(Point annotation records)
>> Begin

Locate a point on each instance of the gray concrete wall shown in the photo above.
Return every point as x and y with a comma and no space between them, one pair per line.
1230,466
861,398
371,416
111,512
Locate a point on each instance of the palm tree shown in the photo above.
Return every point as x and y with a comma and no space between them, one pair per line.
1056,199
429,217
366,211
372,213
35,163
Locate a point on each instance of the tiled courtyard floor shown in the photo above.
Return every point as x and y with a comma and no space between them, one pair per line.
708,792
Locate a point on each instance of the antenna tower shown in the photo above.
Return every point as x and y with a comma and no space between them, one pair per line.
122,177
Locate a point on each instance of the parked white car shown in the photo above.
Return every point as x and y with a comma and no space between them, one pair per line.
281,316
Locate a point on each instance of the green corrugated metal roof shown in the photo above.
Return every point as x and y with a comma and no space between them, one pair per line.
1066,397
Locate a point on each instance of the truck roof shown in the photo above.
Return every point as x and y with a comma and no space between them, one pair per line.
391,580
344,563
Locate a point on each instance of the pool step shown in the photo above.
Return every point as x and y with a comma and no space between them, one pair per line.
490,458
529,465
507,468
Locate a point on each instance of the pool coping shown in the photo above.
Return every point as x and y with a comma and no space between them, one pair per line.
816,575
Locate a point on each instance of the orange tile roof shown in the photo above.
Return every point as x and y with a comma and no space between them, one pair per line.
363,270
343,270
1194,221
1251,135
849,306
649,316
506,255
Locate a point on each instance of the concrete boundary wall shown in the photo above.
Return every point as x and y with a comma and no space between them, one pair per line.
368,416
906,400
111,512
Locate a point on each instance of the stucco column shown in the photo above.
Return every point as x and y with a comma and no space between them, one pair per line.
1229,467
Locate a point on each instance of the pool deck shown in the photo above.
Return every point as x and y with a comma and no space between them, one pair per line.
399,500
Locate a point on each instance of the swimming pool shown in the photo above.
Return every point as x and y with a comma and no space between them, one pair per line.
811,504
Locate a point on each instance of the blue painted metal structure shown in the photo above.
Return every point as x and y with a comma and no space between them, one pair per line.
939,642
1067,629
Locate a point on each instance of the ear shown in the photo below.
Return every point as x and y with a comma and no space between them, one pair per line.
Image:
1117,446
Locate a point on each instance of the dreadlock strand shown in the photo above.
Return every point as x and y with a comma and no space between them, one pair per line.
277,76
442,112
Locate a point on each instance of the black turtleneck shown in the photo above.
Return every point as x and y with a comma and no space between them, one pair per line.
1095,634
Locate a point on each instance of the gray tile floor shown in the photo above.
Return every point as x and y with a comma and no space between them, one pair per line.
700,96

>> End

▶ [Instructions for the task]
Lines from the one containing "Locate a point on each instance of the pool coping" through the final line are to be given again verbatim, with nothing before or after.

▶ [Response for this exercise]
Locate a point on each instance of the pool coping shown in the photo above.
Return every point as x and y with a comma and no space between them, one pair per line.
816,575
Locate a point on each instance of the orange tile roof shown in the photo above.
Return every point as x and y with a comma and no space between them, one pair per line.
363,270
343,270
1194,221
1251,135
849,306
649,316
506,255
Locate a point on each instance of the concrete boundary wall shown in the photo above.
Return every point as x and y with a comma and no space between them, one pair per line.
368,416
906,400
111,512
Locate a point on each instance of the stucco column shown in the photo above.
Return every point as x and y with a comma and no space between them, one pair per line.
1229,467
Locate a point on each instance of the pool deck shown in the photo above.
Return every point as x and y with a comma and no space between them, one pair per line.
399,500
Locate a point on each instance of the swimming pool shown in the photo above.
Return every point as x and y with a comma and no space between them, one pair per line.
811,504
Locate a point on each instance of the blue painted metal structure shown in the photo above.
Return every point as x and y with a comma and no space between them, one pair per line.
939,642
1067,629
Locate a point on each instance of the ear shown in the photo below.
Return every point as x and y with a comma and no space between them, one pair per line.
Image:
1117,446
Locate a point on each instance of the dreadlock strand shown in the photo above.
Return every point as x and y with a comma and no space between them, one pair per line.
277,76
442,112
Locate a point on each instance of the black turtleneck shown in the photo above.
Return every point as x and y with a comma and no space between them, one pair per line.
1095,634
Locate a point on each instance of the gray tile floor shown in the photo above.
Return every point as x and y with a comma and no space between them, one pair per line.
700,96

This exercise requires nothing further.